■ Passage du texte ■
====
Quant au règlement actuel, son bon côté c’est d’avoir été délibéré et rédigé entre la Porte et les puissances européennes, et d’être par là un acte international; c’est à peu près le seul, car ce règlement laisse la Syrie morcelée et faible contre tous les maux qui l’assaillent; il détruit la quasi indépendance des Maronites et des Druses et ne substitue pas à cette indépendance un pouvoir fort et juste; il crée un emploi de plus pour les bureaux de Constantinople, seulement ce sont les employés chrétiens qui en profiteront. Si cela dure et si l’empire ottoman continue, c’est peut-être un nouveau Fanar qui commence à vivre .
====
■ Exercice court 1 ■
Reproduisez en entier et à l'identique le texte sur le règlement concernant la Syrie.
Le texte et les enregistrements n'ont pas la même origine.

Données enregistrées
====
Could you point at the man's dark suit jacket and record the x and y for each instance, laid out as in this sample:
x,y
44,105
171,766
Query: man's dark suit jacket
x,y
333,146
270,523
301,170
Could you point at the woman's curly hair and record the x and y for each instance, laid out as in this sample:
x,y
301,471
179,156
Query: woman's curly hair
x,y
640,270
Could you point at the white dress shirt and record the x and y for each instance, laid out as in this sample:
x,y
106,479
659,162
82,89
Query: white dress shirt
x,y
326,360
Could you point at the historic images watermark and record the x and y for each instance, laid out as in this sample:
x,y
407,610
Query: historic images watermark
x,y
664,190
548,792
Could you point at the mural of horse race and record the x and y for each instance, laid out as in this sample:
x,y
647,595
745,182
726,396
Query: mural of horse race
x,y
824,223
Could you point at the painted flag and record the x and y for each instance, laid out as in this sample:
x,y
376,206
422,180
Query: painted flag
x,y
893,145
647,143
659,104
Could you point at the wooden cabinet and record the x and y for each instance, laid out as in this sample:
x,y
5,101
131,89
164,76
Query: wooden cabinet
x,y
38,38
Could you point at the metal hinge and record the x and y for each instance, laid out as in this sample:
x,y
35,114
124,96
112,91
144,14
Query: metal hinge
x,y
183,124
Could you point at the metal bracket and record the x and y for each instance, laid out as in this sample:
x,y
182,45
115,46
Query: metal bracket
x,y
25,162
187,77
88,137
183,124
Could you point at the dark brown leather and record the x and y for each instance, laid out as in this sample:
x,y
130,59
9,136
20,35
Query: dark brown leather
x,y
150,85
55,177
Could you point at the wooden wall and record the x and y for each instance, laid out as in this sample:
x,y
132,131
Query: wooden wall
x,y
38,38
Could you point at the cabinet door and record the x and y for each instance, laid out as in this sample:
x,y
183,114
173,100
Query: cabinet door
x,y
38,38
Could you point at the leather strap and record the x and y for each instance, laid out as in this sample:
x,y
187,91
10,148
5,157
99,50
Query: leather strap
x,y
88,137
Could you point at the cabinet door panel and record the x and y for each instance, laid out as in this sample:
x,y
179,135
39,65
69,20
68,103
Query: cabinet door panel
====
■ Exercice court 2 ■
Relevez puis recopiez chaque ligne des enregistrements où figure le mot "panel".

■ Réponse complète 1 ■
Quant au règlement actuel, son bon côté c’est d’avoir été délibéré et rédigé entre la Porte et les puissances européennes, et d’être par là un acte international; c’est à peu près le seul, car ce règlement laisse la Syrie morcelée et faible contre tous les maux qui l’assaillent; il détruit la quasi indépendance des Maronites et des Druses et ne substitue pas à cette indépendance un pouvoir fort et juste; il crée un emploi de plus pour les bureaux de Constantinople, seulement ce sont les employés chrétiens qui en profiteront. Si cela dure et si l’empire ottoman continue, c’est peut-être un nouveau Fanar qui commence à vivre .

■ Réponse complète 2 ■
Could you point at the cabinet door panel and record the x and y for each instance, laid out as in this sample:
Query: cabinet door panel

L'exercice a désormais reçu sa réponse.